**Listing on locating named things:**
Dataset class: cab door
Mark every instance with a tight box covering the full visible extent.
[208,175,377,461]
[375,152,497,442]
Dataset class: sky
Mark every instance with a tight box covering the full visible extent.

**Stated exercise:** Can you give the whole listing above again, word for word and line by line?

**The reply:**
Dataset class: cab door
Mark every instance with a tight box covering the full visible extent.
[208,175,377,461]
[375,152,497,442]
Dataset class: sky
Mark every instance with a tight box covering the full visible extent.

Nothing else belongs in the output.